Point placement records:

● ● ●

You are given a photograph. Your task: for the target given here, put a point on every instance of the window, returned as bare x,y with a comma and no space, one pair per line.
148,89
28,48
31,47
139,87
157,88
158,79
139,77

● ● ●

Work to do: Write out all of the lines above as a numbered list, leaving out any blank lines.

Task response:
1. You are given a photograph. Your task: for the target given here, put a point on every instance of the window, returned as bare x,y with a comma and no space, one pair per line.
2. 148,89
3. 28,48
4. 31,47
5. 139,87
6. 157,88
7. 158,79
8. 139,77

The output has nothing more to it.